TASK 1: From the listing, copy word for word the part that begins with the line containing "[trace] grey sky" and ends with the line containing "0L0 0L0 53L200", keeping both of those lines.

ARTICLE:
##########

The result is impressive – particularly given the million-pound price tag, which compares favourably with, for example, the £3.6m cost of parliament.uk’s recent revamp. Users can sign up for alerts whenever particular individuals speak or chosen topics are raised, and a pioneering speech-recognition system searches each legislature’s proceedings for any specified word.
This search function “is not 100 per cent reliable,” concedes Byford, “but it’s reliable enough that you will say: ‘This is so useful that I’d rather have it and know that there may be some times when it doesn’t work, than wait until it’s 100 per cent failsafe’.” Alongside the video coverage, the site brings together all the BBC’s political blogs, offers an entertaining set of ‘historic moments’ vids, and provides guides and briefings on our political system and institutions.
The site is, says Byford, aimed at “all those people – and there are millions – who are interested and involved in the work of our democratic institutions.” Although he accepts that politicians, think tanks, journalists, researchers and lobbyists “will probably be the most intense users”, he is confident that civil servants too will find it invaluable. “If they want to know how debates on a subject have been coming alive in different democratic institutions; to find out the powers of, say, the Welsh Assembly on a particular issue; to see how different institutions have debated and implemented a policy; to simply watch PMQs on demand – they can get it,” he says with satisfaction.
The BBC has, of course, come under fire recently for muscling in on commercial media operators’ traditional markets and straying beyond its public service remit – but Byford is confident that Democracylive commands support across the political divide. “It’s a central public purpose of the BBC to support citizenship and democracy, and to cover the democratic institutions,” he says. “We’re sensitive about the potential market impact of the BBC’s online operations, but this is absolutely rooted in our fundamental purposes. The reaction has been universally positive.”
When asked how far those BBC “public purposes” should lead the corporation to collaborate with government departments in the pursuit of public policy – running programmes on obesity, for example – Byford is clear. “If there’s government information that needs to get to the public – say on swine flu – then clearly the BBC has an important role to play, and we do some things in our education and social action work that tackles these [broader] issues,” he replies. “But in its news and current affairs programming the BBC has to be absolutely impartial, rather than in the vanguard of promoting government policy. The BBC’s independence is an absolutely core value: we can scrutinise [government] initiatives, but we don’t campaign.”

##########

TASK 2: Write what comes next in the article about the BBC's Democracylive website, starting after its last sentence.

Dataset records
##########

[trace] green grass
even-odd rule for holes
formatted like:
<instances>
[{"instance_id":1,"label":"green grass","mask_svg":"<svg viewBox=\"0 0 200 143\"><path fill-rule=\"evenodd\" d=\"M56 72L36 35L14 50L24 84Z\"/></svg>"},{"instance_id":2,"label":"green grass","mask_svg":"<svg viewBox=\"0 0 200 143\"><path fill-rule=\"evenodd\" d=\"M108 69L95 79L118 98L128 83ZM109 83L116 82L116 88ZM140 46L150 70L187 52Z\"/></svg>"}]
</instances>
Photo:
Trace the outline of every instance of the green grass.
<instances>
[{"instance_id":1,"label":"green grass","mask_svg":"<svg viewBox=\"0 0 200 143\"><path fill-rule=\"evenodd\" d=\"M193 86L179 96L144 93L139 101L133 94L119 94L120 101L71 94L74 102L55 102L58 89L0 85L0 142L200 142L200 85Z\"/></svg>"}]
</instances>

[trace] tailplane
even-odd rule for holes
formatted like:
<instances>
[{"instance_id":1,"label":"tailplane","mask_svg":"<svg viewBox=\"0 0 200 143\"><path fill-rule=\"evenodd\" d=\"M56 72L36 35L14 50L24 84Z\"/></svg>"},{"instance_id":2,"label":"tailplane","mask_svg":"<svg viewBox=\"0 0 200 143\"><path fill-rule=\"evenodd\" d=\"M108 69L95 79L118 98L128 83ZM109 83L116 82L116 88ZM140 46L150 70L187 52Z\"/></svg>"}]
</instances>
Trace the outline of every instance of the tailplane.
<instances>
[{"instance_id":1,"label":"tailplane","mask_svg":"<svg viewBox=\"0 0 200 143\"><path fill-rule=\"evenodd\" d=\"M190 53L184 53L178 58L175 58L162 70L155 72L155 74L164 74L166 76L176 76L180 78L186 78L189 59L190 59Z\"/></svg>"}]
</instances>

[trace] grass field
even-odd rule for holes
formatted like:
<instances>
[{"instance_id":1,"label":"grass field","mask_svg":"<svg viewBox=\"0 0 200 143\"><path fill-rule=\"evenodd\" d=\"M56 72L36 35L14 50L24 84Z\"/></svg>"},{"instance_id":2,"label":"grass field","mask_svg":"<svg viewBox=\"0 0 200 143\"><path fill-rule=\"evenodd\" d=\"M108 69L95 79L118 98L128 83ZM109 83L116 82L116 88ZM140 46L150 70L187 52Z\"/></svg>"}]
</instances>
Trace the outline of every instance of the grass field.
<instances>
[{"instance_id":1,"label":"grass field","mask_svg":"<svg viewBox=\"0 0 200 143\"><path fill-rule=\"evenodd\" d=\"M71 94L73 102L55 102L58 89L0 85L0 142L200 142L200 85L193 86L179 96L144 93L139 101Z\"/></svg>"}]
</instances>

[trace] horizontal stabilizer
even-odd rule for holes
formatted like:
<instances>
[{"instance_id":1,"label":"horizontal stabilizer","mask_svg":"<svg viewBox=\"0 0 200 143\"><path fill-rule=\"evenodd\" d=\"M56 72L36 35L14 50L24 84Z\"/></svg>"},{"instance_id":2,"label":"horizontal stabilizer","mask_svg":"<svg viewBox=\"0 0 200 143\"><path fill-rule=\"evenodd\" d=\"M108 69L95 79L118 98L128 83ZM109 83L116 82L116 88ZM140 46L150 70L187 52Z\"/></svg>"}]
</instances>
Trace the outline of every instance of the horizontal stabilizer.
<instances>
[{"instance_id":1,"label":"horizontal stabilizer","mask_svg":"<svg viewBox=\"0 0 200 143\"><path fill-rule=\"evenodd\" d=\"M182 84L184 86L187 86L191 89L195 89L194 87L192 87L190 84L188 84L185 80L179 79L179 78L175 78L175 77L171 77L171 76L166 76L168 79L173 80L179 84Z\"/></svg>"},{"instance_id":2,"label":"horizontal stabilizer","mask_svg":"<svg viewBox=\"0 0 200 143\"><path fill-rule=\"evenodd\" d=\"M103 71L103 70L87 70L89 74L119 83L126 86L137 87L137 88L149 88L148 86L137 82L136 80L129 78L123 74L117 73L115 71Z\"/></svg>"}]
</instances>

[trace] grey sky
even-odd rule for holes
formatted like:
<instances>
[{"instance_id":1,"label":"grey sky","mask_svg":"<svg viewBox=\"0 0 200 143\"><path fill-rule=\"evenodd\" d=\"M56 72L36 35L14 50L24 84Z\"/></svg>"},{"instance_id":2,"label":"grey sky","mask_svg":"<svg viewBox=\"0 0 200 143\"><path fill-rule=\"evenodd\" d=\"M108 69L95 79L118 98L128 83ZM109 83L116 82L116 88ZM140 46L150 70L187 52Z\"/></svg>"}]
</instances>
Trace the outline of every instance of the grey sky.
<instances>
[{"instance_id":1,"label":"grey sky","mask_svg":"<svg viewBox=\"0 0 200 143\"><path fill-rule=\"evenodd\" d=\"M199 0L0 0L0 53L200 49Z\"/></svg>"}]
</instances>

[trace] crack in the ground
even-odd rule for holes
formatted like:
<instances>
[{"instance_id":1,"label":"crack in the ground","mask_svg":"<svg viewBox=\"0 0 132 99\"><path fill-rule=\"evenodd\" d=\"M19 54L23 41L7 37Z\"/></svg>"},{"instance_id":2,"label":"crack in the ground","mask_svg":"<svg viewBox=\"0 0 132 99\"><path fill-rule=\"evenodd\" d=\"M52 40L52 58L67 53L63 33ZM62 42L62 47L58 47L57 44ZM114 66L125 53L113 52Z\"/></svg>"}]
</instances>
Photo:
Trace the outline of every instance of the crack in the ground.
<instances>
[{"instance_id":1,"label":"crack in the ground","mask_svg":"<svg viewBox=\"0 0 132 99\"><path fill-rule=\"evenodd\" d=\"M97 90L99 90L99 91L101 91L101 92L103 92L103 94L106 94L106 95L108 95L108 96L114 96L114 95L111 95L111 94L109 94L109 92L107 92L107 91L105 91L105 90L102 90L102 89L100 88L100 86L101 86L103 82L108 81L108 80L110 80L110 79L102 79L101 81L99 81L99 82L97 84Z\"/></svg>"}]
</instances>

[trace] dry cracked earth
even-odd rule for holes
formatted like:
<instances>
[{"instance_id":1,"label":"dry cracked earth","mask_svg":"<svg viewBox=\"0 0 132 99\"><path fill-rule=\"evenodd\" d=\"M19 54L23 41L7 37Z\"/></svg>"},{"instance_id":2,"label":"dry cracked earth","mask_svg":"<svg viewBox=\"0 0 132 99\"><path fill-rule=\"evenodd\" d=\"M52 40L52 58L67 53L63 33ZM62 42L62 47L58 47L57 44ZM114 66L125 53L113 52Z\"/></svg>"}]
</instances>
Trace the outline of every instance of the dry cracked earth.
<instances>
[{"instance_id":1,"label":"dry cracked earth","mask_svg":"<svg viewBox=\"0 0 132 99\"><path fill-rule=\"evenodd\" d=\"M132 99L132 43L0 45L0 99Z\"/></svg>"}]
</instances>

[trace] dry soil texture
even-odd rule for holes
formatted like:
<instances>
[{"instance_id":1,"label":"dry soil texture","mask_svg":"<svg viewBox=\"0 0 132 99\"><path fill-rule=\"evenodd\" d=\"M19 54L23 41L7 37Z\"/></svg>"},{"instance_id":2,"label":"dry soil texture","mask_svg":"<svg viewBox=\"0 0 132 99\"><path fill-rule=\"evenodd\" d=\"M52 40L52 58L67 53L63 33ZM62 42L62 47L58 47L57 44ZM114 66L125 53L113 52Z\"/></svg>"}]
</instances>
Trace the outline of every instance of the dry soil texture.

##########

RESULT 1:
[trace] grey sky
even-odd rule for holes
formatted like:
<instances>
[{"instance_id":1,"label":"grey sky","mask_svg":"<svg viewBox=\"0 0 200 143\"><path fill-rule=\"evenodd\" d=\"M56 72L36 35L14 50L24 84Z\"/></svg>"},{"instance_id":2,"label":"grey sky","mask_svg":"<svg viewBox=\"0 0 200 143\"><path fill-rule=\"evenodd\" d=\"M108 69L95 79L118 98L128 83ZM109 83L116 82L116 88ZM140 46L150 70L187 52Z\"/></svg>"}]
</instances>
Trace the outline of every instance of the grey sky.
<instances>
[{"instance_id":1,"label":"grey sky","mask_svg":"<svg viewBox=\"0 0 200 143\"><path fill-rule=\"evenodd\" d=\"M199 0L0 0L0 53L200 49Z\"/></svg>"}]

RESULT 2:
Okay; nobody expects the BBC to openly back government policies. But civil servants often feel that the BBC’s journalists concentrate on attracting audiences rather than explaining the complexities of policy. Byford isn’t wearing it, though: “We’re not chasing viewers at the expense of analysis. People want trusted news and impartial analysis from the BBC; they come to us because they think [our coverage] is fair, accurate and believable, with specialist correspondents,” he says.
Shown the BBC’s online report on the new energy planning strategy – which presented a consultation document going before Parliament as ‘Go-ahead for 10 nuclear stations’ – he gives a little ground. “If you’re doing more than a million hours of output every year on air and producing hundreds of web pages, it would be nonsense to say that there’s nothing that could be improved,” he observes; but Byford doesn’t really believe that the temptation to write a strong story ever gets the better of the BBC’s commitment to truth. “We’re completely driven by trying to be as accurate and fair as possible,” he says.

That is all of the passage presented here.